[Annotated photo localization data]
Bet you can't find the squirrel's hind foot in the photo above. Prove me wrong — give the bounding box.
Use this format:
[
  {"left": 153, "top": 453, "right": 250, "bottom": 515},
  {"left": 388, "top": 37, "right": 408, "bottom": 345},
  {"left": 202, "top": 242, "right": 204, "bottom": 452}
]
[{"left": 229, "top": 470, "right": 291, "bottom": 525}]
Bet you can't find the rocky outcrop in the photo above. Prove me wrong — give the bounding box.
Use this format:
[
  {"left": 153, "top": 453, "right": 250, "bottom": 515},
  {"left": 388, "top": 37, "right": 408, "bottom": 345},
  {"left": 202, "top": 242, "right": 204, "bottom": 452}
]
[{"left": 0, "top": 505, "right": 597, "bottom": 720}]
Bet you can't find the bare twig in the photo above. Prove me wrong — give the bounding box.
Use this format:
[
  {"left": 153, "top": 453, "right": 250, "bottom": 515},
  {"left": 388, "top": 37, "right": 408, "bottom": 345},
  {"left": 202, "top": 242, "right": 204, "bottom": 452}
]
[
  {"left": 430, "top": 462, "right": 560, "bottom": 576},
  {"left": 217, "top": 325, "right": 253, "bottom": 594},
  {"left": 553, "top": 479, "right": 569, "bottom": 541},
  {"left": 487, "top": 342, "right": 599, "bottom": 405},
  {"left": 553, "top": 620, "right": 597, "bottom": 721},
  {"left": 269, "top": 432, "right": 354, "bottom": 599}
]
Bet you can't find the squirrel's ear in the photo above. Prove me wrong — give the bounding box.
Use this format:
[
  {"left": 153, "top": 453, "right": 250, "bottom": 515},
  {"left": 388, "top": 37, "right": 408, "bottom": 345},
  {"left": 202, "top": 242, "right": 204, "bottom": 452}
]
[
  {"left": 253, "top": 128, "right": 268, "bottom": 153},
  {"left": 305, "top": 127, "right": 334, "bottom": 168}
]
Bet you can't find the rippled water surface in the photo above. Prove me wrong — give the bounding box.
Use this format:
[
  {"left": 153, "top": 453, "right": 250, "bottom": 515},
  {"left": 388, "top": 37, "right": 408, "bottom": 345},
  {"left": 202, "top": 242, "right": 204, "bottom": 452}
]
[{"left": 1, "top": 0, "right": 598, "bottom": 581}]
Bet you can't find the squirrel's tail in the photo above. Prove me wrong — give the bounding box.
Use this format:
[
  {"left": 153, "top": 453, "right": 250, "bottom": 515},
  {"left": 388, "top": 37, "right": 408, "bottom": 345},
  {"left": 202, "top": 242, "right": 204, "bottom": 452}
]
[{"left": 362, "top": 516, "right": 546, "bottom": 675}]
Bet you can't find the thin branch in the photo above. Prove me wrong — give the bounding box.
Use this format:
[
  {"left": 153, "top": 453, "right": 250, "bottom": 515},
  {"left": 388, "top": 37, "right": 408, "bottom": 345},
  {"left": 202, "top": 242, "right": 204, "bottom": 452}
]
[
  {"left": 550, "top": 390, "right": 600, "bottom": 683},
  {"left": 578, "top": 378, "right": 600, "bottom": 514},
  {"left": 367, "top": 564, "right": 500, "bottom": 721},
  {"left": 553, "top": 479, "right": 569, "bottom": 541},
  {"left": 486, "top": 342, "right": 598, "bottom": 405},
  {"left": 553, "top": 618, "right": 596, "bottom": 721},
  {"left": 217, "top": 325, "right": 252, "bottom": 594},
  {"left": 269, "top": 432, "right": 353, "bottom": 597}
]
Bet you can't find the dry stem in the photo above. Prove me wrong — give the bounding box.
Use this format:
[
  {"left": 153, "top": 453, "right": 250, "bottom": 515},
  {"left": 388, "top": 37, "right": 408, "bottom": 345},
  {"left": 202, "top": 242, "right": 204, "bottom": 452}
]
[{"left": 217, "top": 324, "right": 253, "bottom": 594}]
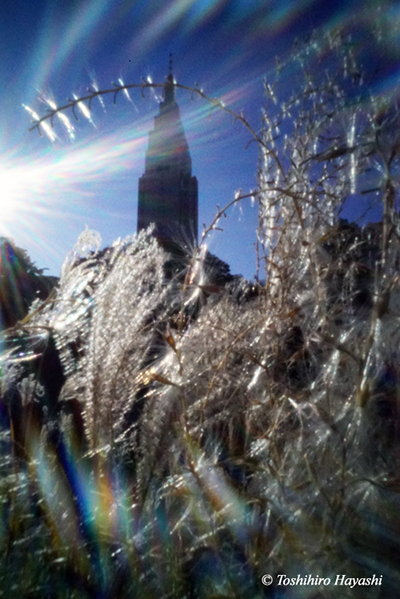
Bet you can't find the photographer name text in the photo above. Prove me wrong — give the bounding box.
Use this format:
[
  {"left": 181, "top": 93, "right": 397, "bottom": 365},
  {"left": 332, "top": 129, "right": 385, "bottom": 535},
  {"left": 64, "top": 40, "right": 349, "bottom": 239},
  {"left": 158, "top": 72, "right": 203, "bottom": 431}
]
[{"left": 275, "top": 574, "right": 382, "bottom": 588}]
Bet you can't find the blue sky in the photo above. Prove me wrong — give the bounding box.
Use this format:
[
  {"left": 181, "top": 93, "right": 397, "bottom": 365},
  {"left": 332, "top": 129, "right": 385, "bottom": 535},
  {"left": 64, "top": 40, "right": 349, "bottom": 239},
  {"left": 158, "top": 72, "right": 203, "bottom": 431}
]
[{"left": 0, "top": 0, "right": 399, "bottom": 279}]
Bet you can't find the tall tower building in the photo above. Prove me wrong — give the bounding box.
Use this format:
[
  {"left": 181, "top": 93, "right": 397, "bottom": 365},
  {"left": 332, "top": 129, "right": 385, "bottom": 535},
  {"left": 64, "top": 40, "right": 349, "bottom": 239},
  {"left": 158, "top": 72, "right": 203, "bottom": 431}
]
[{"left": 137, "top": 65, "right": 198, "bottom": 248}]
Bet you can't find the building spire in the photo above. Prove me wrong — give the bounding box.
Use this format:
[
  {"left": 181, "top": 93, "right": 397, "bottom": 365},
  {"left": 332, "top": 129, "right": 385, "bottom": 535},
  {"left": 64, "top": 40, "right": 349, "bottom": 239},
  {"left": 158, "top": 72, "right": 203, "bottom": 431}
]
[
  {"left": 164, "top": 53, "right": 175, "bottom": 105},
  {"left": 137, "top": 57, "right": 198, "bottom": 247}
]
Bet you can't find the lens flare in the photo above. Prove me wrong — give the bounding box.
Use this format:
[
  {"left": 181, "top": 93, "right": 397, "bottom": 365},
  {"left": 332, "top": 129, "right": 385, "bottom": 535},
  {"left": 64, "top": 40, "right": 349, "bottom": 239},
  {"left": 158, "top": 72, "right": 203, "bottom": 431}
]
[
  {"left": 72, "top": 93, "right": 96, "bottom": 125},
  {"left": 0, "top": 114, "right": 150, "bottom": 249},
  {"left": 44, "top": 96, "right": 76, "bottom": 140},
  {"left": 22, "top": 104, "right": 58, "bottom": 142},
  {"left": 89, "top": 74, "right": 106, "bottom": 111}
]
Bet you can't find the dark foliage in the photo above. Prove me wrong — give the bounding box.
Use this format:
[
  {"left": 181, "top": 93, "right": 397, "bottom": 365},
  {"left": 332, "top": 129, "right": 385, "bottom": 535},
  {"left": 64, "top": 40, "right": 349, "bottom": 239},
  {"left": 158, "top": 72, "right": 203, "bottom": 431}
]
[{"left": 0, "top": 237, "right": 57, "bottom": 329}]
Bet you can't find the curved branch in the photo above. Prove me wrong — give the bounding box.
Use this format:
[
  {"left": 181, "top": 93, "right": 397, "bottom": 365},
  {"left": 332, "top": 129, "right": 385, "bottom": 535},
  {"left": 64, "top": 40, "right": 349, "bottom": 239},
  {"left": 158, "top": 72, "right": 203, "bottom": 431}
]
[
  {"left": 28, "top": 82, "right": 268, "bottom": 149},
  {"left": 28, "top": 82, "right": 164, "bottom": 132},
  {"left": 28, "top": 79, "right": 286, "bottom": 179}
]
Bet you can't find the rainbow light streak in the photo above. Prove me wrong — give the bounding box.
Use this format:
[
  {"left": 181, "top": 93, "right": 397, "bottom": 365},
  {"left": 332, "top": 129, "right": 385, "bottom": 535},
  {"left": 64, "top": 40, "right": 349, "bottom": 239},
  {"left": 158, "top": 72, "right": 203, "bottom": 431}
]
[
  {"left": 23, "top": 1, "right": 117, "bottom": 101},
  {"left": 184, "top": 0, "right": 227, "bottom": 31},
  {"left": 29, "top": 432, "right": 146, "bottom": 581},
  {"left": 257, "top": 0, "right": 316, "bottom": 33},
  {"left": 196, "top": 460, "right": 251, "bottom": 545},
  {"left": 129, "top": 0, "right": 196, "bottom": 57},
  {"left": 48, "top": 1, "right": 115, "bottom": 79},
  {"left": 32, "top": 437, "right": 81, "bottom": 549},
  {"left": 175, "top": 78, "right": 259, "bottom": 152}
]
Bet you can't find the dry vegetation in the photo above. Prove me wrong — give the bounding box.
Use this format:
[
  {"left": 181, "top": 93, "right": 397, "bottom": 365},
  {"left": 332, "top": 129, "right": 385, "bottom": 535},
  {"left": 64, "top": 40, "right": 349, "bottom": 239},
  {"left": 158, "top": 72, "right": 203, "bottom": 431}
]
[{"left": 1, "top": 29, "right": 400, "bottom": 598}]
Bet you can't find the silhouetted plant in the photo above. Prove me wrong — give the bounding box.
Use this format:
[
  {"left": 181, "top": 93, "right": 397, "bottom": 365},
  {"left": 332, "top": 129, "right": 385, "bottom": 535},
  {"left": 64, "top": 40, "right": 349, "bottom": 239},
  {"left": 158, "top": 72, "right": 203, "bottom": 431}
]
[{"left": 0, "top": 237, "right": 57, "bottom": 328}]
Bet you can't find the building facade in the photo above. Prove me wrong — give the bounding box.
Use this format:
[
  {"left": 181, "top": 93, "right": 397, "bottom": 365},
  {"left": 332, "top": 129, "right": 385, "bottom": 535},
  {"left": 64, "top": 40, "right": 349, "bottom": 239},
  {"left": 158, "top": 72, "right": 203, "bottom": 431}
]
[{"left": 137, "top": 70, "right": 198, "bottom": 248}]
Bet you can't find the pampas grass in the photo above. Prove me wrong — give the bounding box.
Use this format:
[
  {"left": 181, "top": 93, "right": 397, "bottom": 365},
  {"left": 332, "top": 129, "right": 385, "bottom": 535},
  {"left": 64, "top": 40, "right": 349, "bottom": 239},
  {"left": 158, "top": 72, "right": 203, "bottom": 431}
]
[{"left": 1, "top": 27, "right": 400, "bottom": 598}]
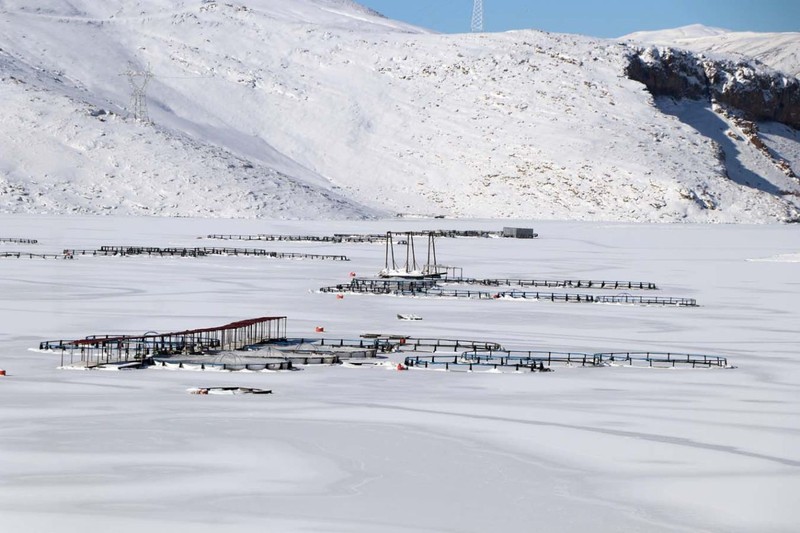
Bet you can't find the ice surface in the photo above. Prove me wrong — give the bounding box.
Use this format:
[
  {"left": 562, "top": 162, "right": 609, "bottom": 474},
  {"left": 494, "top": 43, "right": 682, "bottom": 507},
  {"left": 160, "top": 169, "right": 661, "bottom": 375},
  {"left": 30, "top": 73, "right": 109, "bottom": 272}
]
[{"left": 0, "top": 214, "right": 798, "bottom": 532}]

* EXERCISE REQUIREMENTS *
Lines containing the word "surface" are to be pulled from the records and copied.

* OUTPUT FOR THIS TASK *
Bet you can't find the rippled water surface in the photo above. Prove me wrong — give the bounding box.
Bet you can't find the ice surface in the photo above. Prove me wrong — give the bounding box.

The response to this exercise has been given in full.